→ **Your goal**:
Copy out the data from the line containing "Checking inventory —" through the line containing "[561,607,656,649]", keeping all the wording but leaving out the picture. Multiply every coordinate in the answers by 2.15 and round each to a whole number, with halves rounded up.

→ **Records shown**:
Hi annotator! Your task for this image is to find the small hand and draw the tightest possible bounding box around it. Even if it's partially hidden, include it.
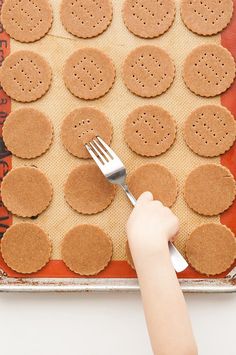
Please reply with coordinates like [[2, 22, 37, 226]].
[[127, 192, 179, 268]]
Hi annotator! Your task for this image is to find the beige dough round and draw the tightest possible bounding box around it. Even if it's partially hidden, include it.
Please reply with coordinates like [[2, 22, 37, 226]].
---
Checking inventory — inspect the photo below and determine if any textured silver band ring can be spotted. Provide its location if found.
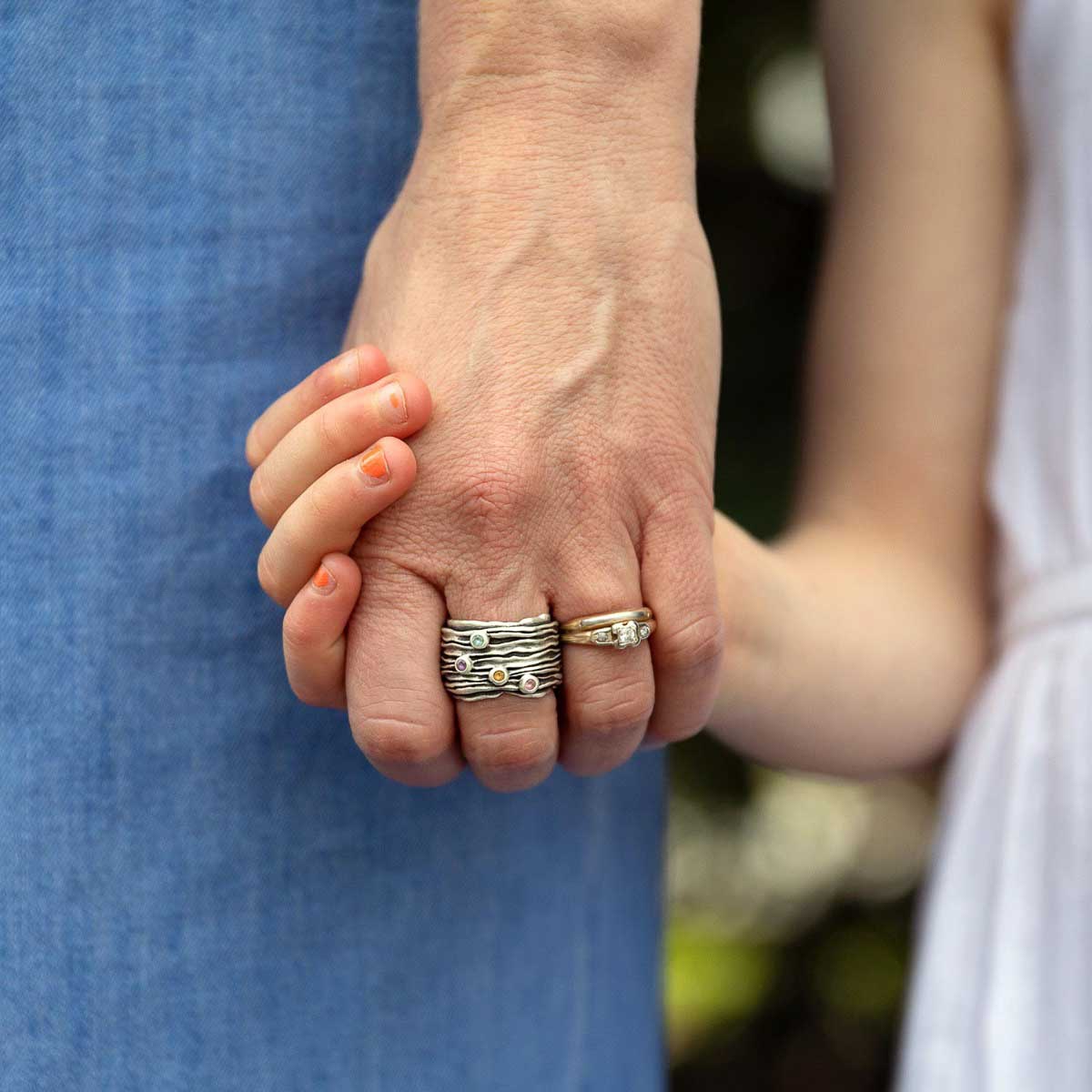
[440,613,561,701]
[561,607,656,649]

→ **Completed exercise**:
Checking inventory — inspect the photo below and determine if any textured silver band ring can be spotted. Provide its location if found.
[946,1318,1206,1507]
[1206,1305,1410,1395]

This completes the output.